* [Source material]
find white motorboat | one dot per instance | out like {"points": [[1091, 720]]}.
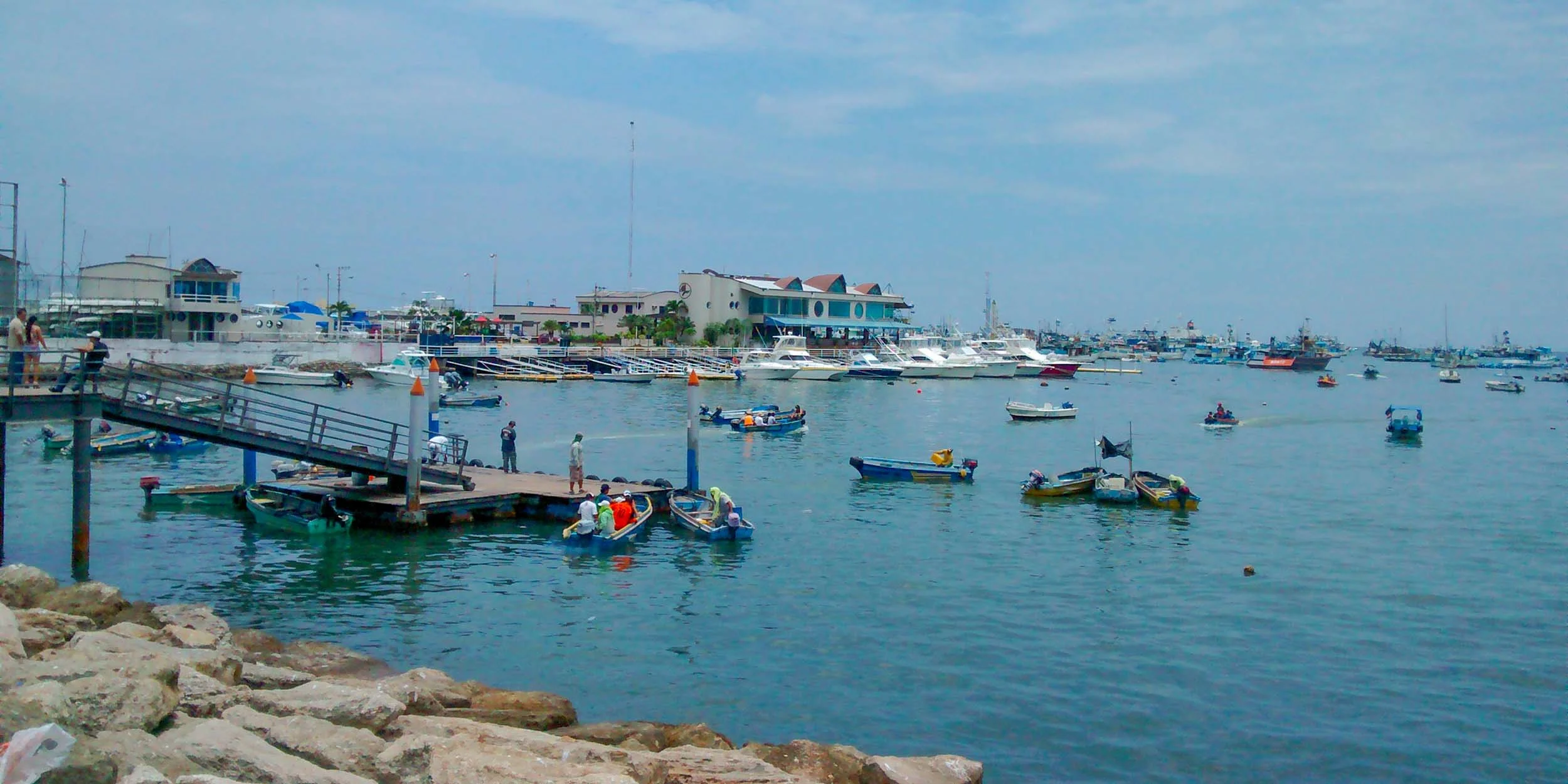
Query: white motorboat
{"points": [[760, 366], [403, 369], [1046, 411], [283, 371], [791, 350]]}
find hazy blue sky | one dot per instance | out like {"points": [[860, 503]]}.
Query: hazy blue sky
{"points": [[1362, 164]]}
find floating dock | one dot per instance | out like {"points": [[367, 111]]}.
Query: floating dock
{"points": [[496, 496]]}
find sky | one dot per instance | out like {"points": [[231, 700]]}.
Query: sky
{"points": [[1362, 164]]}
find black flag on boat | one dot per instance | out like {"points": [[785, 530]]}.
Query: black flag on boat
{"points": [[1108, 449]]}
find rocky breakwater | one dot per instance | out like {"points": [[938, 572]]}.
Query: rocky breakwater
{"points": [[171, 694]]}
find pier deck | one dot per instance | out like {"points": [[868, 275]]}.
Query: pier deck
{"points": [[494, 496]]}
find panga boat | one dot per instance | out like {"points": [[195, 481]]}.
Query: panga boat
{"points": [[295, 513], [644, 509], [1404, 421], [1046, 411], [697, 515], [778, 424], [189, 494], [1167, 493], [941, 468], [1070, 484], [1114, 488], [468, 400]]}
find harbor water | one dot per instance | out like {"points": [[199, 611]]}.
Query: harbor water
{"points": [[1406, 622]]}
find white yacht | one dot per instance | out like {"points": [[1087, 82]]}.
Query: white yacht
{"points": [[760, 366], [791, 350]]}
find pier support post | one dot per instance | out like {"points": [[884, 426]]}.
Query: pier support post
{"points": [[80, 494], [692, 432]]}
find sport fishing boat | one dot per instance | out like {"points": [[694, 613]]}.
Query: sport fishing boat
{"points": [[941, 468], [283, 371], [295, 513], [698, 515], [760, 366], [1070, 484], [1026, 411], [1404, 421], [644, 509], [867, 366], [1167, 493], [791, 350]]}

* [Your goal] Rewrite the lines from the one containing "find pier support" through the final line above, both included and requests included. Multiply every point coordinate in the answers by 0.9 and round it to a whole number, with halves rounded up, while keeping the numbers in the requests and their format samples unchanged.

* [Solution to the problem]
find pier support post | one dot per instance | out like {"points": [[884, 426]]}.
Query: pier support post
{"points": [[72, 445], [623, 389]]}
find sport fishing boat | one dot per instance | out like {"points": [[694, 613]]}.
Query: sport fishing boat
{"points": [[847, 421], [255, 334], [266, 462], [628, 464], [684, 329], [963, 436], [923, 370], [1264, 379], [580, 458], [780, 329], [1050, 444], [712, 315]]}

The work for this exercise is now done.